◆ **WORK ITEM**:
Where does "Thank" appear in the data? Return each line that holds it.

◆ **AVAILABLE DATA**:
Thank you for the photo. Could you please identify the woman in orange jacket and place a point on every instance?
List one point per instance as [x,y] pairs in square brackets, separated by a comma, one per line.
---
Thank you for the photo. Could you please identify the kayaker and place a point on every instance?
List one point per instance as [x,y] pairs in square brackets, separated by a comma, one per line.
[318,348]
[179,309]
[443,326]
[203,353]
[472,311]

◆ **WRITTEN RESPONSE**:
Thank you for the photo. Could you please identify the woman in orange jacket and place a point on every instance?
Thank you for the photo. Could you please identify the kayaker and place a point on every instance?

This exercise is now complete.